-- Text segment --
=-=-=-=-=

# Turkey Question



## HunterHads (Jun 28, 2005)

Okay here's my situation, this morning I shot a monster record book tom that should go top fifty all time in the state. At first I didnt even think about getting it mounted, but after getting numerous PMs and comments about this bird, I'm starting to think I want to mount it more and more. Problem is, after I shot the turkey this morning, he fell into a drainage ditch and lost a lot of his pin feathers. Because the body was in rough shape, I decided to remove the fan. I still have the rest of the body intact including all five beards. So my question is, is there a way I can stilll get this turkey mounted using a cape off of a different turkey? Can taxidermists get capes from other birds and mount my legs and beards on it? I know this is done with whitetails all the time but I'm not sure about turkeys.

Also, can someone give me a ballpark price on full body mounts where the turkey is standing on a log and can be mounted to a wall?


----------



## duxdog (Apr 13, 2008)

Yes it can be done. PLEASE make sure you have a good turkey guy do that bird. Check with Larry on here from Acorn Ridge he does some fine bird work.


----------



## fish patroll (May 8, 2002)

thanks Gus, i sent him a pm.


----------



## Doug Bridges (Oct 10, 2010)

=-=-=-=-=

-- Given data --
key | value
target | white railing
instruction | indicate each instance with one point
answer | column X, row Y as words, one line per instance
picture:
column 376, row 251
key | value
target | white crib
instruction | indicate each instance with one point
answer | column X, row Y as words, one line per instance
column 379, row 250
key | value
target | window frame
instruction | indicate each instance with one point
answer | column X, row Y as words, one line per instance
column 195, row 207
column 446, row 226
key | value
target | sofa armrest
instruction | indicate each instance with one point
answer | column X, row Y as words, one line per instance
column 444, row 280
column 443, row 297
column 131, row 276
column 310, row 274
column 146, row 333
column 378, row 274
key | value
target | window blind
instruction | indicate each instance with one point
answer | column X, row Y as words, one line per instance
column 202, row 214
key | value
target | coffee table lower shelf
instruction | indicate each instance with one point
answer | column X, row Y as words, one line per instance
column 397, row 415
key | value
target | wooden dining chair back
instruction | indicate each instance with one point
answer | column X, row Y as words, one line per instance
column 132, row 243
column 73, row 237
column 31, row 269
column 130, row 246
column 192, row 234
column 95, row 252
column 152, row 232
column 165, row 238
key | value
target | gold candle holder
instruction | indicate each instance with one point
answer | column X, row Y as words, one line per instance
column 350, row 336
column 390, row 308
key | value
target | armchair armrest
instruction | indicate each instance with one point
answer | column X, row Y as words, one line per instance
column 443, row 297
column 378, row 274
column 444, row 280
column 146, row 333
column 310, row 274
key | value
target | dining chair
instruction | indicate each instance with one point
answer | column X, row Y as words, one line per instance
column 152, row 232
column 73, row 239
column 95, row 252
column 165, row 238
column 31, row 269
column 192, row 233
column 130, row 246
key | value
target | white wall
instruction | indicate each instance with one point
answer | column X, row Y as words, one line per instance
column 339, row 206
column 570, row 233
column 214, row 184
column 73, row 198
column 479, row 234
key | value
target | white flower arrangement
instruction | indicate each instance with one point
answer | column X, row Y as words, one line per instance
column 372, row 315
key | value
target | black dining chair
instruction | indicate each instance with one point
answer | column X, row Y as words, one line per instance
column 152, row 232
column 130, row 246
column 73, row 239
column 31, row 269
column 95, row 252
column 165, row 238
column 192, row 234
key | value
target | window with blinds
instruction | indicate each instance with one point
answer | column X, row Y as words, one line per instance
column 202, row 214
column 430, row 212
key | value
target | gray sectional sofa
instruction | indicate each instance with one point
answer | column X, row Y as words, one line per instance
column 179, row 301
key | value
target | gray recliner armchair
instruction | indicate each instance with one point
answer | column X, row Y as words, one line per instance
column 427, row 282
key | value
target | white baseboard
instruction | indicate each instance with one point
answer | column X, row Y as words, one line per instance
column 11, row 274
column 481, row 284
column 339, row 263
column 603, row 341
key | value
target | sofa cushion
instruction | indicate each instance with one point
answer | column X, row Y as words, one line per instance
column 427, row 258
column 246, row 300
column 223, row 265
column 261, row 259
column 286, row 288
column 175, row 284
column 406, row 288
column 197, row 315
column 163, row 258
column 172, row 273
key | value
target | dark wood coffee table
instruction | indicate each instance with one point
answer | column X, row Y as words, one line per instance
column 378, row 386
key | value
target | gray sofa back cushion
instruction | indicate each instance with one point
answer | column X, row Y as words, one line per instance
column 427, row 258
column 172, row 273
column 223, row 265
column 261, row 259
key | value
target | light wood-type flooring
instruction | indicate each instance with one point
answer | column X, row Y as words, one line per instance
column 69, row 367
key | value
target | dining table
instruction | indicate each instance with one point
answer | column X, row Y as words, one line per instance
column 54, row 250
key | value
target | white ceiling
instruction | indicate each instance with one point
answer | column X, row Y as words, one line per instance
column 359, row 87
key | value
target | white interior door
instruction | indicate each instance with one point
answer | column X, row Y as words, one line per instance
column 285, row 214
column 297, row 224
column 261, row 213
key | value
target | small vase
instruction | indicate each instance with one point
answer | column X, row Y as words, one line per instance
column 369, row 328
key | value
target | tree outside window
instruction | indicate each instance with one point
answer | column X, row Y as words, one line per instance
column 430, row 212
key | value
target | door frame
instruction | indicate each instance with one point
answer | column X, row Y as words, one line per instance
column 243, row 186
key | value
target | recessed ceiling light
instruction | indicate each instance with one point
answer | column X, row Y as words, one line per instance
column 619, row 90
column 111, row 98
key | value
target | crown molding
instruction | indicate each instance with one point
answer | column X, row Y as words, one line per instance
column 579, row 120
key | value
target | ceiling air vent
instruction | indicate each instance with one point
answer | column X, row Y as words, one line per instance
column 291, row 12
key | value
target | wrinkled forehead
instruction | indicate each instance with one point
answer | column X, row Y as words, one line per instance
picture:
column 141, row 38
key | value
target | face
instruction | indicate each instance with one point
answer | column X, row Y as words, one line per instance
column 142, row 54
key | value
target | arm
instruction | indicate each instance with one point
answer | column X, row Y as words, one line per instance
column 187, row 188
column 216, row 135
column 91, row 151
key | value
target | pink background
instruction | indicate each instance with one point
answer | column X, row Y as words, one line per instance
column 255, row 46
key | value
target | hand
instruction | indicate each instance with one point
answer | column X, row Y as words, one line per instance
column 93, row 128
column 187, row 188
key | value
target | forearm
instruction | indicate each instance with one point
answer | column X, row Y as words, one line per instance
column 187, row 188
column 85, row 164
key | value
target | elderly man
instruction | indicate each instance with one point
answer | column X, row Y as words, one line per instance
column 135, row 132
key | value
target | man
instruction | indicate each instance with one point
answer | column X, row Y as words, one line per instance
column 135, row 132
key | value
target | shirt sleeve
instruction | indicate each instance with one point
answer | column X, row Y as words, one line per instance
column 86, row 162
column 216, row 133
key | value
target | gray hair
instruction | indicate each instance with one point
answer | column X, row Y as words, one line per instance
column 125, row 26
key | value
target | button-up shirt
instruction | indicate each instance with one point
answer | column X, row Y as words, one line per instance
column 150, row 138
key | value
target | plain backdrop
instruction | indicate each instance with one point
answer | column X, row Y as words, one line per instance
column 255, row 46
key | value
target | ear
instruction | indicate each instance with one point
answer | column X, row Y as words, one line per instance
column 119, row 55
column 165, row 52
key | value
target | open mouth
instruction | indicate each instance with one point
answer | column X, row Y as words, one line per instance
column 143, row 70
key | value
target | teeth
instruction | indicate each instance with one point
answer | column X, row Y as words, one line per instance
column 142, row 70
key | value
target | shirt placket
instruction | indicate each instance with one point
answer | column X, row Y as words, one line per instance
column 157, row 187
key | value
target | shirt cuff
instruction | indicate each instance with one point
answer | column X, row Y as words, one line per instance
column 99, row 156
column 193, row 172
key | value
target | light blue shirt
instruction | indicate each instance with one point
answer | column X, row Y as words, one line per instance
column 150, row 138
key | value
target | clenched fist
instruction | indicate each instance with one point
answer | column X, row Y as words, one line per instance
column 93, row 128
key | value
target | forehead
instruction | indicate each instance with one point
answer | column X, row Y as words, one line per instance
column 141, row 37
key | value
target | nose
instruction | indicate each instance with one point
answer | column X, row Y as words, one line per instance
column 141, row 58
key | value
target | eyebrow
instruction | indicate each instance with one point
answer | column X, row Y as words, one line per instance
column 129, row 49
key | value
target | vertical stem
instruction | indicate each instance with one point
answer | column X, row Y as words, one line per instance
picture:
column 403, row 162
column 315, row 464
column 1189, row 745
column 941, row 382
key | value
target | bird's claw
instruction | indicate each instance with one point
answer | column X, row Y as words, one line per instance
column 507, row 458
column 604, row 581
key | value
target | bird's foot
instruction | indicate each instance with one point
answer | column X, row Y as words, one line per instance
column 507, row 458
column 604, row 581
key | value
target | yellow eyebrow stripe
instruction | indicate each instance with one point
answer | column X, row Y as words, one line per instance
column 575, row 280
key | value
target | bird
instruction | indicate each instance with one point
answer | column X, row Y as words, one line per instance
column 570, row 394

=-=-=-=-=

-- What you are asked to do --
Duplicate the section of the turkey thread that starts with the words containing "Okay here's my" and ends with "sure about turkeys.". Work only from the turkey thread.

-- The output --
Okay here's my situation, this morning I shot a monster record book tom that should go top fifty all time in the state. At first I didnt even think about getting it mounted, but after getting numerous PMs and comments about this bird, I'm starting to think I want to mount it more and more. Problem is, after I shot the turkey this morning, he fell into a drainage ditch and lost a lot of his pin feathers. Because the body was in rough shape, I decided to remove the fan. I still have the rest of the body intact including all five beards. So my question is, is there a way I can stilll get this turkey mounted using a cape off of a different turkey? Can taxidermists get capes from other birds and mount my legs and beards on it? I know this is done with whitetails all the time but I'm not sure about turkeys.